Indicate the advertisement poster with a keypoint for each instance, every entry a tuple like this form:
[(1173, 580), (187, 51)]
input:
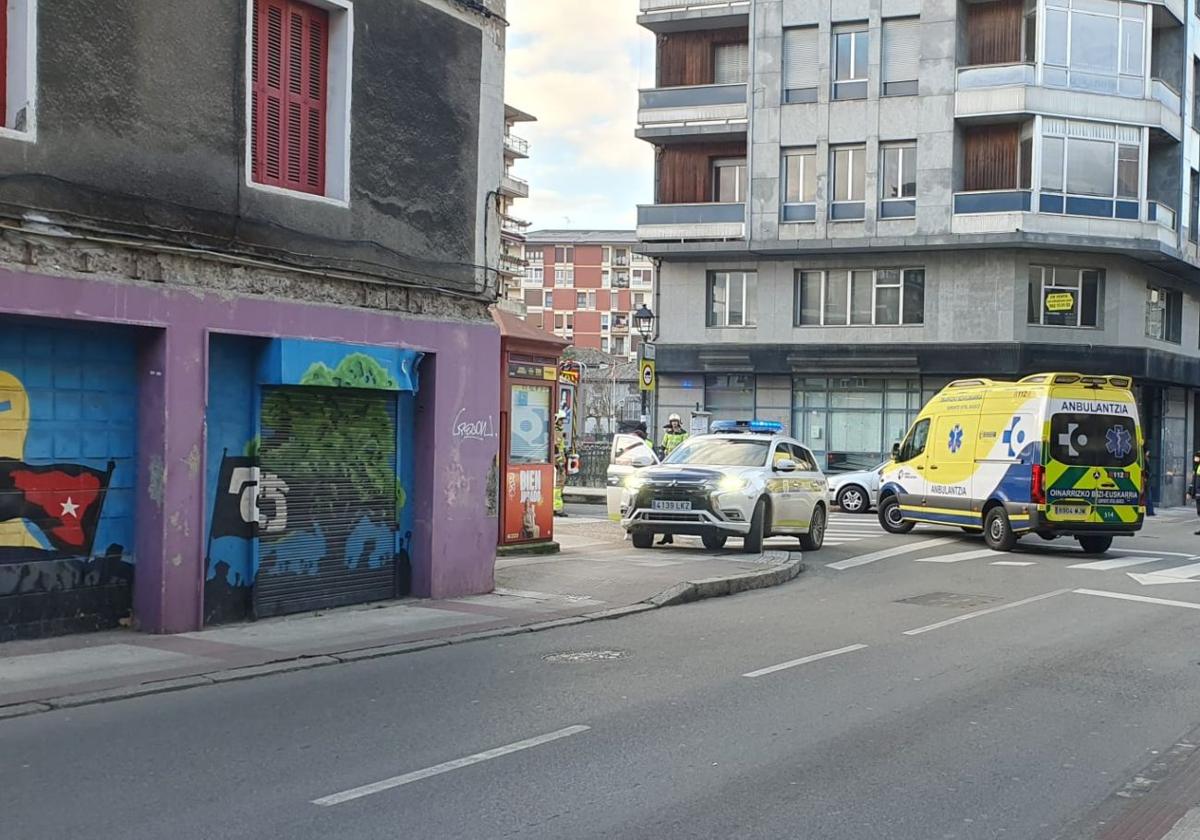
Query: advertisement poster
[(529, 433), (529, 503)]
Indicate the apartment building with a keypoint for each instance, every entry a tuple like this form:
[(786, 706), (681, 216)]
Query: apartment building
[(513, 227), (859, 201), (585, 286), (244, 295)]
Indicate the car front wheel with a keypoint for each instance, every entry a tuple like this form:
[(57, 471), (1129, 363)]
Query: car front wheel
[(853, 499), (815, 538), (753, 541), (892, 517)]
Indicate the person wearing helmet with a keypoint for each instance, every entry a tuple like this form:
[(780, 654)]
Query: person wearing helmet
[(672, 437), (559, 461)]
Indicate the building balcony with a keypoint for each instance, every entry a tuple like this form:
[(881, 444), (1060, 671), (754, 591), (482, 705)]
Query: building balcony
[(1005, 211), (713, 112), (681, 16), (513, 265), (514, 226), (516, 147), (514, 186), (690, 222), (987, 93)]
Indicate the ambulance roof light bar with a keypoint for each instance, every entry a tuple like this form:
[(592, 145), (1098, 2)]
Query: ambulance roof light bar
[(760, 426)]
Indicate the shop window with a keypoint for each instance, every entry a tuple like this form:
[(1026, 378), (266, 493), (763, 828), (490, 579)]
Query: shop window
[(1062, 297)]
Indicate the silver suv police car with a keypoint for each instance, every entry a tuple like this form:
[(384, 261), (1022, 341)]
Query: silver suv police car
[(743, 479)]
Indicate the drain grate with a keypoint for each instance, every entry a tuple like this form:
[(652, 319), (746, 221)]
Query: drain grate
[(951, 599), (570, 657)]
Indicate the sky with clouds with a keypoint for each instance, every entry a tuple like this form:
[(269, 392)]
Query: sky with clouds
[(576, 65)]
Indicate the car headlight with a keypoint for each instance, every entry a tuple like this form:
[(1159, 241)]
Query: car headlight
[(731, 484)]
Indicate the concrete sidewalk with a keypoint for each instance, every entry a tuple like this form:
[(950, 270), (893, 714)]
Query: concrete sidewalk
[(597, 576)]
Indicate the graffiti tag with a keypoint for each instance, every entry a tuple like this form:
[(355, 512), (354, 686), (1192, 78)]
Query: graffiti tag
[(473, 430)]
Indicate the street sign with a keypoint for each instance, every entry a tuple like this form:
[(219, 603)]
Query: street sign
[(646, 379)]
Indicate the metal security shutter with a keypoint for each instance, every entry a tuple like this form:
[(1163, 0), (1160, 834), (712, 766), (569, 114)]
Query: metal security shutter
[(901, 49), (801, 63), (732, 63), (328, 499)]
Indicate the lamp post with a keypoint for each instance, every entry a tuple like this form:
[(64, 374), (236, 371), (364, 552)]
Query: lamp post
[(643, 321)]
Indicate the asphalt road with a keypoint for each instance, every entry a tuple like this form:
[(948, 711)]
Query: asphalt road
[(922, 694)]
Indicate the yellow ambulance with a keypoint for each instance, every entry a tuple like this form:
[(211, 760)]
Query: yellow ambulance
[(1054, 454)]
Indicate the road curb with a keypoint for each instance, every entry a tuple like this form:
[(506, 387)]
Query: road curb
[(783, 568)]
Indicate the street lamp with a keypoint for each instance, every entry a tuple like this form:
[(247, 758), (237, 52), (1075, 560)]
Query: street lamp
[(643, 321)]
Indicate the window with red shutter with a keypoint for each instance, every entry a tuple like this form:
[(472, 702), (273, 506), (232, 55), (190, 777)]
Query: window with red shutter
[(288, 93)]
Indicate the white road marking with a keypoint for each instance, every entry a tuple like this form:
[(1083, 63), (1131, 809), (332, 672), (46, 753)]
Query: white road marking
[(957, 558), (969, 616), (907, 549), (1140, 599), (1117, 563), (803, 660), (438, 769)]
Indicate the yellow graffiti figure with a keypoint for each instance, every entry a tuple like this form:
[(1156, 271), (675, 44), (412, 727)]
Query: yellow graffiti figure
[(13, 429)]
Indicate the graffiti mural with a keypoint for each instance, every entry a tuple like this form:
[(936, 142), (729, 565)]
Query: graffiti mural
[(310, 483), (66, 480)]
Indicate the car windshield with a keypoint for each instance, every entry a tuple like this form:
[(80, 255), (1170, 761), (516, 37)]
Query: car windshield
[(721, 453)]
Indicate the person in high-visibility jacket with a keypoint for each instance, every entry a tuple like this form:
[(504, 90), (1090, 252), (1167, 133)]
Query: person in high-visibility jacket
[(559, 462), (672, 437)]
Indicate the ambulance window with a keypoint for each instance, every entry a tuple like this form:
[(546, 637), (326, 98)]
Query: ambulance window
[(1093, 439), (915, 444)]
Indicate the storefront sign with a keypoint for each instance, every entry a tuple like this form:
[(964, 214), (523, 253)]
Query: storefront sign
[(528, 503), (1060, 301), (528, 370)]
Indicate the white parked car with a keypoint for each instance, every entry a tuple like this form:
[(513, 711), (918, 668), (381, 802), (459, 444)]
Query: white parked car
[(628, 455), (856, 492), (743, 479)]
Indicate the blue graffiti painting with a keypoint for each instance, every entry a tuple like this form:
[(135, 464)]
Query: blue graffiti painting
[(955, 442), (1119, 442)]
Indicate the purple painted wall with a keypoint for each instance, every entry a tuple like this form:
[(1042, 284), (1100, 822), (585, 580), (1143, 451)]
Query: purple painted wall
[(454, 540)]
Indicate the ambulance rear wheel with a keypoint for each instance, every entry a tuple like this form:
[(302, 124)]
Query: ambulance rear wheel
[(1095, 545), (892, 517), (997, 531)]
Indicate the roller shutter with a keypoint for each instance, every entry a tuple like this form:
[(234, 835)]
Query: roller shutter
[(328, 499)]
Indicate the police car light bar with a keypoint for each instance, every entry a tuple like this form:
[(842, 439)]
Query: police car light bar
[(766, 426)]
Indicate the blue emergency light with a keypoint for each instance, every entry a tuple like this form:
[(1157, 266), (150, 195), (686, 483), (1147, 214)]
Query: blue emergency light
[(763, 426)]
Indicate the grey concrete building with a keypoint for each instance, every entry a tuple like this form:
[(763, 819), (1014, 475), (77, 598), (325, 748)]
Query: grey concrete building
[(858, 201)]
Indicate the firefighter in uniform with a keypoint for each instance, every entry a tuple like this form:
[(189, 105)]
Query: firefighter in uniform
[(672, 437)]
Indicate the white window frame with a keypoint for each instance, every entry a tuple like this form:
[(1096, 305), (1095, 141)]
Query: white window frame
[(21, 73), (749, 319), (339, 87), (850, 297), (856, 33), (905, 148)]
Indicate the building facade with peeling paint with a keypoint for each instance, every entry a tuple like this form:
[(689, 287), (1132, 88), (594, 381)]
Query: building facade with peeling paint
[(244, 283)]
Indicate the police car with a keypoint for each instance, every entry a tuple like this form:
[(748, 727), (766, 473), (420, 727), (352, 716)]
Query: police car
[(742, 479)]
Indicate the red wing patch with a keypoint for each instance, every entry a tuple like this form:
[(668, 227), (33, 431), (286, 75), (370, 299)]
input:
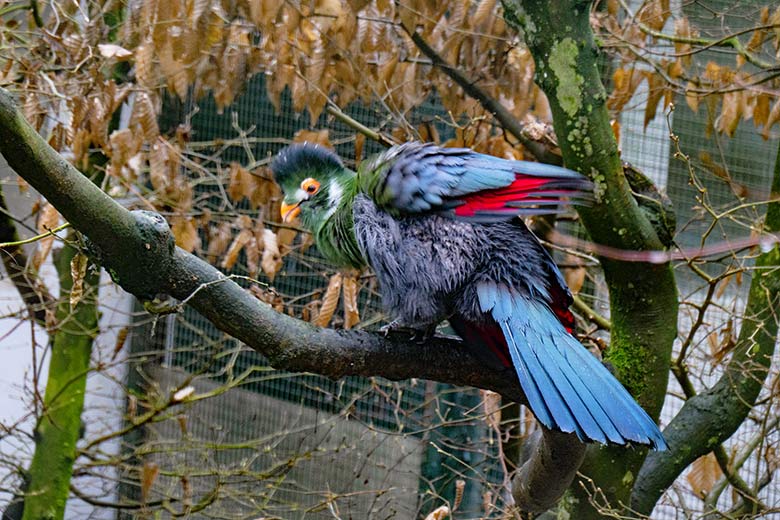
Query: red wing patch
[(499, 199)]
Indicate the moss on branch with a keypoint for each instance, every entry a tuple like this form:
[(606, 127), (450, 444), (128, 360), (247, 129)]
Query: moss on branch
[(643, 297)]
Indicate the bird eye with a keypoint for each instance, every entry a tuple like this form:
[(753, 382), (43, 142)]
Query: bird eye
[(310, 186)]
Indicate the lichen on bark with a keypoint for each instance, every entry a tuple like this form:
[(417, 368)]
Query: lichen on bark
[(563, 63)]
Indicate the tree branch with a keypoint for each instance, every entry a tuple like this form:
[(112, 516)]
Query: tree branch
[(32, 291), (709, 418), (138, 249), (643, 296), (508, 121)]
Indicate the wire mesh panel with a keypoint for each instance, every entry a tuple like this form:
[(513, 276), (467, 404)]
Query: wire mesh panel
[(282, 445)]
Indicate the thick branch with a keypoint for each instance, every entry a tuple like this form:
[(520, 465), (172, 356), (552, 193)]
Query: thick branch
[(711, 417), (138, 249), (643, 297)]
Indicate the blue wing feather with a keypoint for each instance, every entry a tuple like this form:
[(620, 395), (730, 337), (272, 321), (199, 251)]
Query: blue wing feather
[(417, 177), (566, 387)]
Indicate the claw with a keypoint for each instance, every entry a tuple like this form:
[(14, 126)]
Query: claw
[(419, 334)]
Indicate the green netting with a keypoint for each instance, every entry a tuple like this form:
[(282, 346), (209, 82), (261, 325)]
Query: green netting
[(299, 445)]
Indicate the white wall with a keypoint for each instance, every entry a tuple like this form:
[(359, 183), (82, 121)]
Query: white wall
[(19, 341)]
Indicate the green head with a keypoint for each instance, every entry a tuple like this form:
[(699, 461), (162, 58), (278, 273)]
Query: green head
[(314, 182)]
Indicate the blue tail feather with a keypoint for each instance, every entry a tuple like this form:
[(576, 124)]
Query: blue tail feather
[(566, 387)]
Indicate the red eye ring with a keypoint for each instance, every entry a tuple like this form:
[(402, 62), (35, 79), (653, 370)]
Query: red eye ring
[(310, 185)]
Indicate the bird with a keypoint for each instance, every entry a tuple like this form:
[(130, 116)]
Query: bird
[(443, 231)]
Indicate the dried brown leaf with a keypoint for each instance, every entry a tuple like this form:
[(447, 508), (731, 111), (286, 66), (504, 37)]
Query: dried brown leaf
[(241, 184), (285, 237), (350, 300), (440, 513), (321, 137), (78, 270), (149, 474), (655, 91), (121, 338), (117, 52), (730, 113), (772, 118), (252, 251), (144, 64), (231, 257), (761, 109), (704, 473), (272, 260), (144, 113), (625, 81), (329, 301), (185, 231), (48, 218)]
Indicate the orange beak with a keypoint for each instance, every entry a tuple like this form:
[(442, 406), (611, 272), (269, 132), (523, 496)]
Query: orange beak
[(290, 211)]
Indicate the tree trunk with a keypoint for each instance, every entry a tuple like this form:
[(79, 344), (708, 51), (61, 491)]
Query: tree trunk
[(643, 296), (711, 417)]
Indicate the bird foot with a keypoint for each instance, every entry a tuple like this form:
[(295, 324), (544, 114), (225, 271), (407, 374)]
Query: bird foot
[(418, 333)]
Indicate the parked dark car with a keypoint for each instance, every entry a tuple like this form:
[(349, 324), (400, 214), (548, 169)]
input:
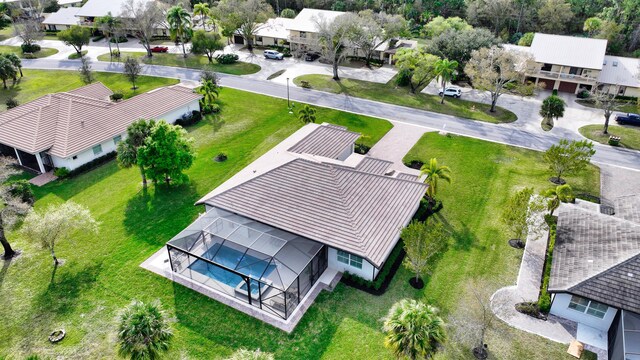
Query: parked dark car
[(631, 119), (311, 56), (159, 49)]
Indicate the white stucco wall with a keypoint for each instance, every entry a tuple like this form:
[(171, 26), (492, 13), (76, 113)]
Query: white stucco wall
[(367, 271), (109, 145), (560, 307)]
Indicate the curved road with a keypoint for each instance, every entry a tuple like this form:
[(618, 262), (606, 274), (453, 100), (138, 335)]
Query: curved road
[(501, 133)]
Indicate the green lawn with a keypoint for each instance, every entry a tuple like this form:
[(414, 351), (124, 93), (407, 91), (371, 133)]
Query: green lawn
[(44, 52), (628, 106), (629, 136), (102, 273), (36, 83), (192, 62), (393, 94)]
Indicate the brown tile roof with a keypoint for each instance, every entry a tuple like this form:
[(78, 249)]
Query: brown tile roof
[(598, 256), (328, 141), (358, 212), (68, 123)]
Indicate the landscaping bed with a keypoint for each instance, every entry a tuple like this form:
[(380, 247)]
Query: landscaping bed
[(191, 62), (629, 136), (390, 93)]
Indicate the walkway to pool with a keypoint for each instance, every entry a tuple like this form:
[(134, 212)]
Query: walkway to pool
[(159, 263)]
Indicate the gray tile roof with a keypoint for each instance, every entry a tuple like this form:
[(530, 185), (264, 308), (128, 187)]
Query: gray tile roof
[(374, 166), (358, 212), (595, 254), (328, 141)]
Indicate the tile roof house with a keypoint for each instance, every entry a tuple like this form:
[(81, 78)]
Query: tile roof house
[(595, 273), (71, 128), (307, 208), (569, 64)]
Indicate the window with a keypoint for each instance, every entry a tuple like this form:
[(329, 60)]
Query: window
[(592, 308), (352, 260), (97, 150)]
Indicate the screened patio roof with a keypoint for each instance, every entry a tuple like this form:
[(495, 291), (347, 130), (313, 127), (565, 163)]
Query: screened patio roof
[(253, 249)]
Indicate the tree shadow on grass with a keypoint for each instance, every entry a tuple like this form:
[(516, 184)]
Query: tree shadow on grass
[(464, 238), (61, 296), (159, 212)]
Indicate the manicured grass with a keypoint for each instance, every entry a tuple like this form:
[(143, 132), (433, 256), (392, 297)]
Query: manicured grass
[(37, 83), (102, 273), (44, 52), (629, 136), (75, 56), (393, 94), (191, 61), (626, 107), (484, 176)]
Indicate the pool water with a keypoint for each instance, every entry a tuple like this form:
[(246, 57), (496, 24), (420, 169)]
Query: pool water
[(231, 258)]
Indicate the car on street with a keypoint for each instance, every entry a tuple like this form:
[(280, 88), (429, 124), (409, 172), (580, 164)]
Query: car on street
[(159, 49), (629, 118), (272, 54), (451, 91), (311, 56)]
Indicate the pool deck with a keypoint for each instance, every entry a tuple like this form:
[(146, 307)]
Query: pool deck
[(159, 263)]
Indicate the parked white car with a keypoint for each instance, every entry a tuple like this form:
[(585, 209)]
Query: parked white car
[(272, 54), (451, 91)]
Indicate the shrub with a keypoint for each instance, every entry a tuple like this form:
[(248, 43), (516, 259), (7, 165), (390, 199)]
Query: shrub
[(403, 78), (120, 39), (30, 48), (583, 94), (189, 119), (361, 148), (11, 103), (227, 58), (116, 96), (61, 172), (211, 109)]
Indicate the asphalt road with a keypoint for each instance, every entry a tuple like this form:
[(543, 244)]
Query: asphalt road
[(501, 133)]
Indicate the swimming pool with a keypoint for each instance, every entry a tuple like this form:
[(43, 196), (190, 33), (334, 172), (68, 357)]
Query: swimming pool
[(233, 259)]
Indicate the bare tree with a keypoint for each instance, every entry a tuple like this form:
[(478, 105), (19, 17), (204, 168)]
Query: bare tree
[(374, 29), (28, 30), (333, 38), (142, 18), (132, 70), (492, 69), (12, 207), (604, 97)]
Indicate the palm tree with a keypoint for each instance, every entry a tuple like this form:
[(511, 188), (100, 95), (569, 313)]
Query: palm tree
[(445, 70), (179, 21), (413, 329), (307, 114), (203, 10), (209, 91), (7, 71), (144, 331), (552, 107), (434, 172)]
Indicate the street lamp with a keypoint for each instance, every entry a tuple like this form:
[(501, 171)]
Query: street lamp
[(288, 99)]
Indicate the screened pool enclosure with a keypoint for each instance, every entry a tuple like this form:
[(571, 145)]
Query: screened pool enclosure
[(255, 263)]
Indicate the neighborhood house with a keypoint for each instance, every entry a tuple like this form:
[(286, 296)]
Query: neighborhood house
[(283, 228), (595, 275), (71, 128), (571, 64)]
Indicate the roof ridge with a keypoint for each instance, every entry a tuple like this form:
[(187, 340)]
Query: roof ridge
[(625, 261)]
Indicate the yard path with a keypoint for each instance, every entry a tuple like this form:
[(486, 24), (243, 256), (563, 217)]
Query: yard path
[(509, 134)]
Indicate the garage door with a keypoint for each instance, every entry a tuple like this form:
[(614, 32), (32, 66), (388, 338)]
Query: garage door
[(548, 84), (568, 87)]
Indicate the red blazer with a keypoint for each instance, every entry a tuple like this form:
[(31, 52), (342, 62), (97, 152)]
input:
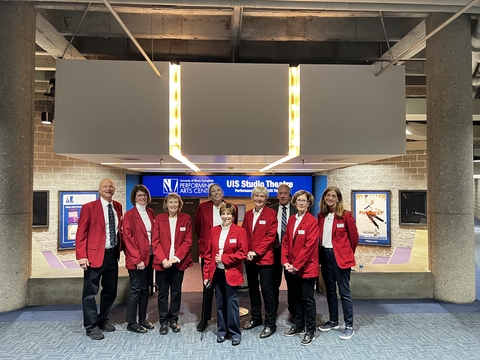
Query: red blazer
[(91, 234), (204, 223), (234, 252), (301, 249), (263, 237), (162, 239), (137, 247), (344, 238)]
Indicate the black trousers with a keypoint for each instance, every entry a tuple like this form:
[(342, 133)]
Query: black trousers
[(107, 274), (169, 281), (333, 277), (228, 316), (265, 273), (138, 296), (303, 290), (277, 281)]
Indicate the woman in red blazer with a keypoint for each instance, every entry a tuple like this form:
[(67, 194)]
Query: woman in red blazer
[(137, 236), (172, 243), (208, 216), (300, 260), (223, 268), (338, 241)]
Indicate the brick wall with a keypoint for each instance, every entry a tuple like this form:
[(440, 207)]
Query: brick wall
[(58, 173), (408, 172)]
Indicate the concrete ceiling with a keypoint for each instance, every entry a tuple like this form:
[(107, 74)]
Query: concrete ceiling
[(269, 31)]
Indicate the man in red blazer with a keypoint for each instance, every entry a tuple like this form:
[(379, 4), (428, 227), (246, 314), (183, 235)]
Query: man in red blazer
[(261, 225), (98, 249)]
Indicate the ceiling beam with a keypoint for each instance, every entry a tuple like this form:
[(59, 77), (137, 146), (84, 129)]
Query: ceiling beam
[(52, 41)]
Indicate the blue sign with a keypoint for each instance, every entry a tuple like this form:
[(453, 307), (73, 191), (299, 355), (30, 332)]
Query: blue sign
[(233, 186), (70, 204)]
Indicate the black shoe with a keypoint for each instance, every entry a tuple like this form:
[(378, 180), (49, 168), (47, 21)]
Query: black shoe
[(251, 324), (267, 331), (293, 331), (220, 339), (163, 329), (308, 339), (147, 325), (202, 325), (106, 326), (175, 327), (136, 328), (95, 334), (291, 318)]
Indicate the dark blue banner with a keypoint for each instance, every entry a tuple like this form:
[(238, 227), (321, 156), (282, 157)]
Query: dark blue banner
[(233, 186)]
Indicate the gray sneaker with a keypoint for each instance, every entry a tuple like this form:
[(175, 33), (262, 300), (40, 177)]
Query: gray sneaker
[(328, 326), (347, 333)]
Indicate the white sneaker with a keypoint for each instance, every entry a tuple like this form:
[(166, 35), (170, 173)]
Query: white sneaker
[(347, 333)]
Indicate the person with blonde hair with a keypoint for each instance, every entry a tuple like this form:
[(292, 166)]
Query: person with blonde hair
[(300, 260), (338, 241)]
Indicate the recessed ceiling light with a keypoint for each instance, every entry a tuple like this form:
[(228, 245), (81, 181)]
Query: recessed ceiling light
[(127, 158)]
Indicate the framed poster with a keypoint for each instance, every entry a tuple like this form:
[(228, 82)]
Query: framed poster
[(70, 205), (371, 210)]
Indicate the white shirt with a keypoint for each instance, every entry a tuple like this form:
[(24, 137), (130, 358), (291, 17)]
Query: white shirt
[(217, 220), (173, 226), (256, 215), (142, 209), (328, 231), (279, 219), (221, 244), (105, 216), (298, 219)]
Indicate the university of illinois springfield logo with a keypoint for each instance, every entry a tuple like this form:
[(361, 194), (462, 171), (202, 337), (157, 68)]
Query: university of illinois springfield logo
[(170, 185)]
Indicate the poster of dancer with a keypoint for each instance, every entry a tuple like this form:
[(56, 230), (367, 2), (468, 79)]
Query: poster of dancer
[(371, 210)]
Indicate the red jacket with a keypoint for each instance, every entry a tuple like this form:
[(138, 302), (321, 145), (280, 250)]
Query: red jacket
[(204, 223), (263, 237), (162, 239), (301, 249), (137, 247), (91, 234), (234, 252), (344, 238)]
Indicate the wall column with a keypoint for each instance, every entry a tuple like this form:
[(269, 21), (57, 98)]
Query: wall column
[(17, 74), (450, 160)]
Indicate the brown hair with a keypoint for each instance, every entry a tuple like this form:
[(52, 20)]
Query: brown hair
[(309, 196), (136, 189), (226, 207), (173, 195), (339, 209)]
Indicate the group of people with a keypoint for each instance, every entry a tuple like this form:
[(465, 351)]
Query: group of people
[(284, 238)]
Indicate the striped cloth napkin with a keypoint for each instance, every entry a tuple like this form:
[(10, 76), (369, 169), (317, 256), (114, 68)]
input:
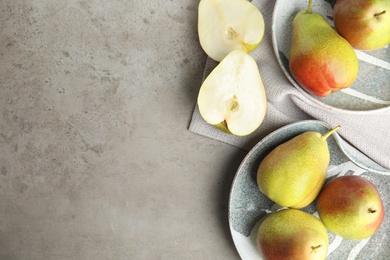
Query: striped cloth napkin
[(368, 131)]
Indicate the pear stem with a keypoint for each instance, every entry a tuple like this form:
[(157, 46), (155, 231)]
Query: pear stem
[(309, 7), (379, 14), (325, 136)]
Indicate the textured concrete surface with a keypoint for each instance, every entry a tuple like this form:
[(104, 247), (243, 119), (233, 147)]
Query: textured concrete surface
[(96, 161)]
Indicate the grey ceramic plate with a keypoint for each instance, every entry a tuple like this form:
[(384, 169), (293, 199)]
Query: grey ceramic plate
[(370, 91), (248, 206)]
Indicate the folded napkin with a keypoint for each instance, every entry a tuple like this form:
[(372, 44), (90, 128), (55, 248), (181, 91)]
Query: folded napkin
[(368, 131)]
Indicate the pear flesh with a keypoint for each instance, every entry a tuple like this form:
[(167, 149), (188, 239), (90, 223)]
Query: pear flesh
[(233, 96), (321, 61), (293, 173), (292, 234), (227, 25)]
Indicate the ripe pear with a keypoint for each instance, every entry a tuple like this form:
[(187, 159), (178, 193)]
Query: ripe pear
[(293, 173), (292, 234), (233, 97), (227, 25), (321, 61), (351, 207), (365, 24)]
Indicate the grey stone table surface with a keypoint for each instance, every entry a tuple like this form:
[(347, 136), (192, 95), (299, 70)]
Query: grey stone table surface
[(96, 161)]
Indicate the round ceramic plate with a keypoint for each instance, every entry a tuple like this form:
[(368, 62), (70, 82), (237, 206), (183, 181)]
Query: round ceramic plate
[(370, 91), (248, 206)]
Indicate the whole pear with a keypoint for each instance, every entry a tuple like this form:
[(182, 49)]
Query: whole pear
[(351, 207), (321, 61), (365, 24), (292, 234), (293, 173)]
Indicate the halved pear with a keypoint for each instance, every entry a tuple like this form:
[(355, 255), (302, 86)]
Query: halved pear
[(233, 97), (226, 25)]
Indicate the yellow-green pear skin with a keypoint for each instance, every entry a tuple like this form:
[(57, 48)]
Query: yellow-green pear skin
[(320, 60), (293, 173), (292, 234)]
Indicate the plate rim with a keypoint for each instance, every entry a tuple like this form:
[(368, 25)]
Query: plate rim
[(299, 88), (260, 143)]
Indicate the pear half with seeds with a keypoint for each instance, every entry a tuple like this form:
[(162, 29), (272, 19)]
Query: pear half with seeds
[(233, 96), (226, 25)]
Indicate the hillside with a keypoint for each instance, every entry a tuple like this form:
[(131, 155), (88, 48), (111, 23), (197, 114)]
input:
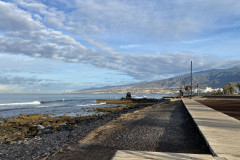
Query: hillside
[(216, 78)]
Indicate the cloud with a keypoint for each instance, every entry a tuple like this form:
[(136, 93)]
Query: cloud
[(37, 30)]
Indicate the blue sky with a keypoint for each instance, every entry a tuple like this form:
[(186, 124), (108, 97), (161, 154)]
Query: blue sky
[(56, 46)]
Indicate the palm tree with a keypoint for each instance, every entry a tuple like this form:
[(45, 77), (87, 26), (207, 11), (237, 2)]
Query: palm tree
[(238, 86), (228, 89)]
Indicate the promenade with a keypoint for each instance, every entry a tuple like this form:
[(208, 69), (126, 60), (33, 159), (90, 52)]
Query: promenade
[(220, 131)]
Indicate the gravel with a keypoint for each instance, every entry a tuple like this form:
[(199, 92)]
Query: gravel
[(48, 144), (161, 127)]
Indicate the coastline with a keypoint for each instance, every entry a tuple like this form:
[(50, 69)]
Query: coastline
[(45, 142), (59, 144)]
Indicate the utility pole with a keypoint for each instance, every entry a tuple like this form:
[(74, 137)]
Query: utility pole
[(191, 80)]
......
OBJECTIVE: Starting at the line that has "Indicate the grey concrete" and stopping after the line that has "33), (905, 148)]", write those lines out again with "firefighter" switched to "rescuer" and nothing else changed.

EXPECTED ANSWER:
Indicate the grey concrete building with a keypoint for each instance, every entry a tuple like this form:
[(763, 819), (1014, 475), (77, 598), (325, 748)]
Query: grey concrete building
[(858, 201)]
Indicate the rescuer in uniform with a keypoint for each instance, every entry a tuple like this form:
[(189, 105)]
Query: rescuer in uniform
[(672, 437)]
Indicate the white window frame with a keypoint for each instance, every entry a tuple like this form:
[(1096, 305), (1095, 141)]
Query: white window frame
[(21, 73), (749, 319), (339, 87), (850, 297), (856, 33), (905, 148)]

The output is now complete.